Skip to content

weng-lab/rnaseq-star-task

Repository files navigation

STAR task for RNA-seq

This task provides a convenience wrapper around the STAR aligner. It aligns FASTQ reads to a given transcriptome, sorts the resulting BAMs for input into RSEM, and performs flagstat.

Running

We encourage running this task as a Docker image, which is publicly available through GitHub packages. To pull the image, first install Docker, then run

docker pull docker.pkg.github.com/krews-community/rnaseq-star-task/rnaseq-star:latest

The task requires a pre-built STAR index to be provided as a tarball. The STAR indexes available at ENCODE (for example ENCFF912WCJ) are compatible with this task. Alternatively, you can package a STAR index you have built into a compatible tarball by running

tar -cf index.tar -C /path/to/directory/with/index/files .

Then, to align FASTQs, simply run:

docker run \
    --volume /path/to/inputs:/input \
    --volume /path/to/outputs:/output \
    docker.pkg.github.com/krews-community/rnaseq-star-task/rnaseq-star:latest \
    java -jar /app/star.jar --r1 /input/r1.fastq.gz --r2 /input/r2.fastq.gz \
        --index /input/index.tar --output-directory /output

This will produce an output directory containing reads aligned to the genome with associated flagstat QC (output_genome.bam) and reads aligned to the transcriptome with associated flagstat QC (output_anno.bam).

> Input data

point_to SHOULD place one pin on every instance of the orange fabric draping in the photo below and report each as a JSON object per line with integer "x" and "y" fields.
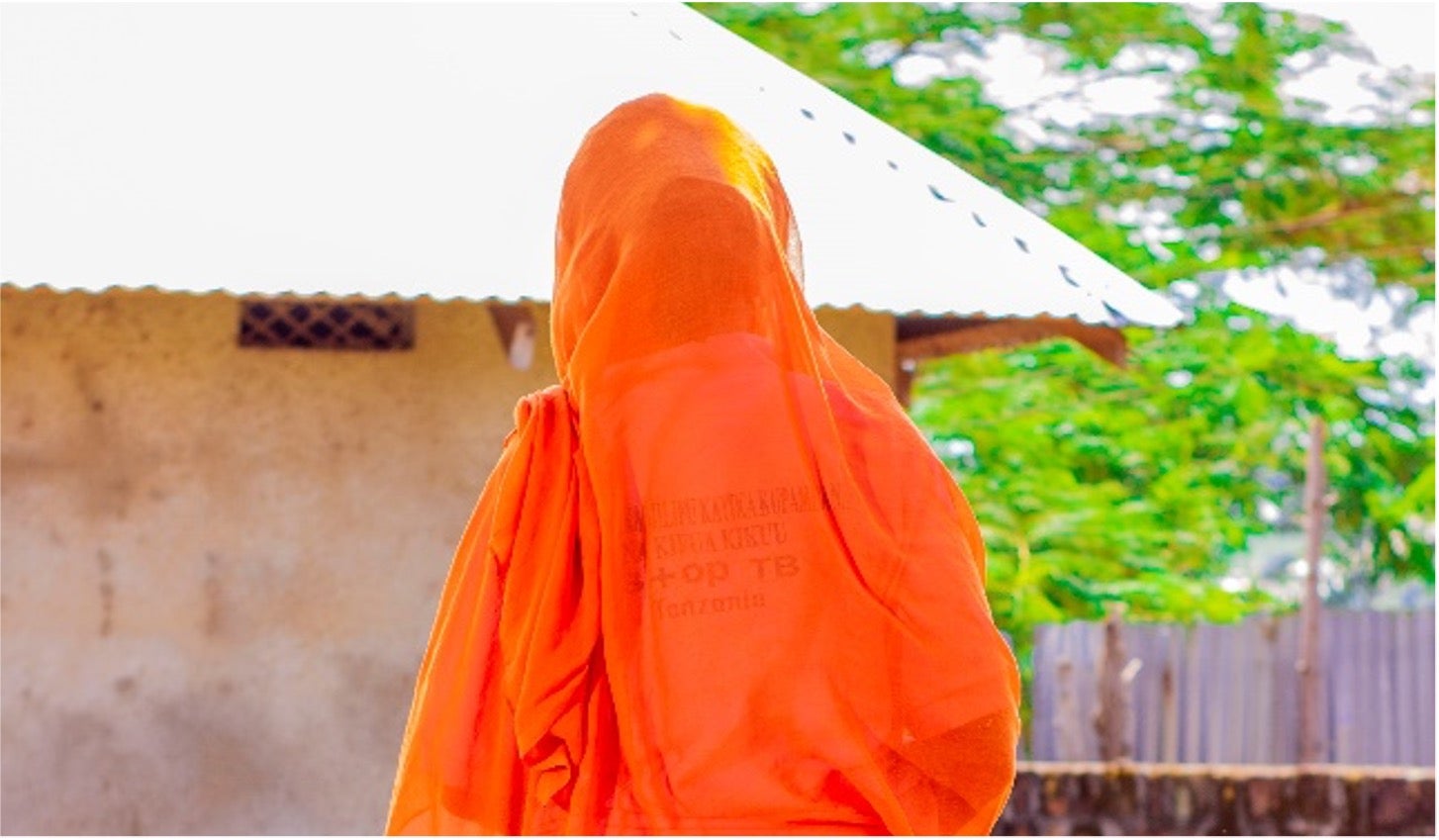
{"x": 717, "y": 583}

> Exercise goal
According to the STAR task page, why would you run the tar command on a directory of index files? Explain in one to three sentences.

> Your response
The task requires a pre-built STAR index supplied as a tarball. If you built a STAR index yourself rather than using one from ENCODE, the tar command packages its files into a tarball the task can accept.